-- START OF DATA PROVIDED --

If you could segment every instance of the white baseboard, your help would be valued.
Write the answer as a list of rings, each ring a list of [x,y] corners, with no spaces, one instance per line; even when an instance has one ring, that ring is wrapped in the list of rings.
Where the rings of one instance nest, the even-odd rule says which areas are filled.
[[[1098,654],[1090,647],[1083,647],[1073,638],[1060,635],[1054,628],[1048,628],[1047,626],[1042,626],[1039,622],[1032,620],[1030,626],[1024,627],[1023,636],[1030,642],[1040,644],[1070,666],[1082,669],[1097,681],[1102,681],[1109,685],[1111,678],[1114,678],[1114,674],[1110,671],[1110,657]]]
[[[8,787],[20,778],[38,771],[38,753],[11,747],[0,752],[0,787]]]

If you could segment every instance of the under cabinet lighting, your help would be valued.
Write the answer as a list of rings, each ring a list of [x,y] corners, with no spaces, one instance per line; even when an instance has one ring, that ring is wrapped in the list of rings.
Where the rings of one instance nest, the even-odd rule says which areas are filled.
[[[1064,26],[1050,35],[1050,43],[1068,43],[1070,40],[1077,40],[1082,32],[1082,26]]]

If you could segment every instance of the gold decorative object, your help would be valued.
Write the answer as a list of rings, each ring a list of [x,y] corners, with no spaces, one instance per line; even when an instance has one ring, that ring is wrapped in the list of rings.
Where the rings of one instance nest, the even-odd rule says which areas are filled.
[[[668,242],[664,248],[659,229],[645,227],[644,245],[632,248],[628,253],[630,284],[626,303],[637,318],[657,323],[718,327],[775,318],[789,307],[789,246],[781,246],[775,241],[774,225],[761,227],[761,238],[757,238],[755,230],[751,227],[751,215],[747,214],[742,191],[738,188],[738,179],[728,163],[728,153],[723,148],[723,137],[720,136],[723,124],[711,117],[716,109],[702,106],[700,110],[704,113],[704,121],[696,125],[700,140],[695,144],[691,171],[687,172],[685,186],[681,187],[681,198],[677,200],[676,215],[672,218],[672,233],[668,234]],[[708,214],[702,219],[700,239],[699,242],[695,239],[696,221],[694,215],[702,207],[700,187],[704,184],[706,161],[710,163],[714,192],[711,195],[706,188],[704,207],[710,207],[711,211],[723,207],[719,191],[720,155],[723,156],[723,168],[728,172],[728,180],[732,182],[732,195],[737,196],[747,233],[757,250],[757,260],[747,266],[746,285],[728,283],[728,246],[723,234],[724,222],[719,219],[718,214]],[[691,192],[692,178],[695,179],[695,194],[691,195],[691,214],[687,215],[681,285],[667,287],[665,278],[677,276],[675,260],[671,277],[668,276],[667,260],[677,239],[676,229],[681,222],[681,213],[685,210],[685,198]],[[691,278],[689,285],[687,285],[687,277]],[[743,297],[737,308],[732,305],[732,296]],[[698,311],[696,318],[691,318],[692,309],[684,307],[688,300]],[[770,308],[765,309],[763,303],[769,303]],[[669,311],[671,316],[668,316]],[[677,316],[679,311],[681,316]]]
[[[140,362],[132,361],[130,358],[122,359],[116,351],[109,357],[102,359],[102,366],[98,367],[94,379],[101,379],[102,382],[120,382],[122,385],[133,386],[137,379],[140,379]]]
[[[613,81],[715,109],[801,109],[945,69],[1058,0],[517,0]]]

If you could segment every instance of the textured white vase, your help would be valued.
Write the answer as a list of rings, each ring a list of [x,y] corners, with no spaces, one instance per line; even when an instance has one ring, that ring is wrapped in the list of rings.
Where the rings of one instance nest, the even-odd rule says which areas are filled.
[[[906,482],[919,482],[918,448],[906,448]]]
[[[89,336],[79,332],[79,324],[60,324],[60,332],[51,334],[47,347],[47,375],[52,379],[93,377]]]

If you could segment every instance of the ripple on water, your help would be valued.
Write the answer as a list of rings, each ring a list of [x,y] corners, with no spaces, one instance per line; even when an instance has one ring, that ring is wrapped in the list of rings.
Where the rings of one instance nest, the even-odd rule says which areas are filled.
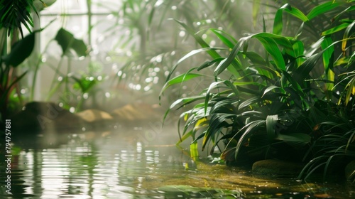
[[[78,136],[56,149],[23,151],[13,157],[14,195],[9,198],[238,198],[242,194],[247,198],[315,198],[321,194],[335,198],[354,196],[353,187],[338,185],[337,191],[322,190],[322,185],[253,178],[245,171],[224,166],[200,164],[197,168],[177,148],[156,146],[157,140],[152,144],[155,146],[148,146],[148,143],[138,141],[140,137],[119,132],[92,141]],[[4,161],[0,166],[6,166]],[[2,185],[4,171],[0,171]],[[4,185],[0,190],[0,198],[8,196]]]

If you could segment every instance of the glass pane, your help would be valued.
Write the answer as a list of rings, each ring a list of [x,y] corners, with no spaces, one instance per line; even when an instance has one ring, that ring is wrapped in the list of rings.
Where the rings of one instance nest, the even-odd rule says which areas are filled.
[[[46,1],[44,1],[45,2]],[[57,0],[40,12],[43,15],[60,14],[81,14],[87,12],[86,0]]]

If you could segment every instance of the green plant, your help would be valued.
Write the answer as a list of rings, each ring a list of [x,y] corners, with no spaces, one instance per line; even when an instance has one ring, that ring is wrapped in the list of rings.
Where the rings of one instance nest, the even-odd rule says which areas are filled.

-- END OF DATA PROVIDED --

▸ **EXERCISE INSTRUCTIONS**: Rewrite all of the material above with "even-odd rule" changed to "nonzero winding rule" and everything else kept the same. Omit the pictures.

▸ **SOLUTION TO THIS EXERCISE**:
If you could segment every instance of the white baseboard, your help would be valued.
Write the answer as a list of rings, each ring a list of [x,y] corners, with no spaces, one instance per line; even when an instance has one ring, that ring is wrapped in the list of rings.
Where the rings of one instance nest, the nonzero winding rule says which areas are filled.
[[[1098,654],[1090,647],[1083,647],[1073,638],[1060,635],[1054,628],[1048,628],[1047,626],[1042,626],[1039,622],[1032,620],[1030,626],[1024,627],[1023,636],[1030,642],[1040,644],[1070,666],[1082,669],[1097,681],[1102,681],[1109,685],[1111,678],[1114,678],[1114,674],[1110,671],[1110,657]]]
[[[8,787],[20,778],[38,771],[38,753],[11,747],[0,752],[0,787]]]

If you could segment every instance of the under cabinet lighting, your help would be valued.
Write the answer as a list of rings, each ring a list of [x,y] corners, with no spaces, one instance per line; even when an instance has one ring, that ring is wrapped in the list of rings.
Where the rings of one instance nest, the nonzero winding rule says which areas are filled.
[[[1064,26],[1050,35],[1050,43],[1068,43],[1070,40],[1077,40],[1082,32],[1082,26]]]

If you could segment every instance of the gold decorative object, your help would be valued.
Write the answer as a list of rings, each ring a list of [x,y] corners, with no spaces, one instance per line; even when an instance has one ring, that ring is wrapped in the list of rings.
Where the rings of one instance nest, the nonzero winding rule says which areas are filled.
[[[668,242],[664,248],[659,229],[645,227],[644,245],[632,248],[628,253],[630,284],[626,303],[637,318],[657,323],[718,327],[775,318],[789,307],[789,246],[781,246],[775,241],[774,225],[761,227],[761,238],[757,238],[755,230],[751,227],[751,215],[747,214],[742,191],[738,188],[738,179],[728,163],[728,153],[723,148],[723,137],[720,136],[723,124],[711,117],[716,109],[702,106],[700,110],[704,113],[704,121],[696,125],[700,140],[695,144],[691,171],[687,172],[685,186],[681,187],[681,198],[677,200],[676,215],[672,218],[672,233],[668,234]],[[708,214],[702,219],[700,239],[699,242],[695,239],[696,221],[694,215],[702,207],[700,187],[704,184],[706,161],[710,163],[714,192],[711,195],[706,188],[704,207],[710,207],[711,211],[723,207],[719,191],[720,155],[723,156],[723,168],[728,172],[728,180],[732,182],[732,195],[737,196],[747,233],[757,250],[757,260],[747,266],[746,285],[728,283],[728,246],[723,234],[724,222],[719,219],[718,214]],[[691,192],[692,178],[695,179],[695,194],[691,195],[691,214],[687,215],[681,285],[667,287],[665,278],[677,276],[675,260],[671,277],[668,276],[667,260],[677,239],[676,229],[681,222],[681,213],[685,210],[685,198]],[[691,278],[689,285],[687,285],[687,277]],[[743,297],[737,308],[732,305],[732,296]],[[698,311],[696,318],[691,318],[692,309],[684,307],[688,300]],[[770,308],[765,309],[763,303],[769,303]],[[669,311],[671,316],[668,316]],[[677,316],[679,311],[681,316]]]
[[[140,362],[132,361],[130,358],[122,359],[116,351],[109,357],[102,359],[102,366],[98,367],[94,379],[101,379],[102,382],[120,382],[122,385],[133,386],[137,379],[140,379]]]
[[[613,81],[715,109],[801,109],[945,69],[1058,0],[517,0]]]

If you could segment every instance of the textured white vase, your help would be valued.
Write the answer as a list of rings, each ring a list of [x,y] corners, with no spaces, one instance per line; even when an instance has one ring, that ring is wrapped in the list of rings.
Where the rings of one instance nest, the nonzero winding rule says which areas are filled.
[[[906,482],[919,482],[918,448],[906,448]]]
[[[89,336],[79,332],[79,324],[60,324],[60,332],[51,334],[47,347],[47,375],[52,379],[93,377]]]

If you could segment every instance of the ripple on water, your help would be valued.
Write the answer as a list of rings, each ring a list of [x,y] corners, with no spaces, one instance per line; even when an instance has one ring, that ring is wrapped in the list of rings.
Where the rings of one instance nest, the nonzero winding rule says which areas are filled.
[[[78,136],[56,149],[23,151],[13,157],[14,195],[9,198],[238,198],[242,194],[247,198],[315,198],[321,194],[335,198],[354,196],[353,187],[338,185],[337,191],[322,190],[322,185],[253,178],[245,171],[224,166],[200,164],[197,168],[177,148],[156,146],[157,140],[152,144],[155,146],[148,146],[148,143],[138,141],[140,137],[119,132],[92,141]],[[4,161],[0,166],[6,166]],[[2,185],[4,171],[0,171]],[[4,185],[0,190],[0,198],[8,196]]]

If you could segment every instance of the glass pane, your help would be valued.
Write the answer as a list of rings, each ring a list of [x,y] corners, with no spaces, one instance per line; even when an instance has one ring, that ring is wrapped in the list of rings.
Where the rings of one instance nest, the nonzero winding rule says which areas are filled.
[[[46,1],[44,1],[45,2]],[[57,0],[40,12],[43,15],[60,14],[81,14],[87,12],[86,0]]]

If you could segment every instance of the green plant, your help would be valued.
Write the answer as a list of rings, each ring a list of [x,y] corners, with no spaces, one instance per line; even when an instance has one ring, that ring is wrapped in the list of rings.
Where the rings of one instance nest, the nonzero winding rule says which areas are filled.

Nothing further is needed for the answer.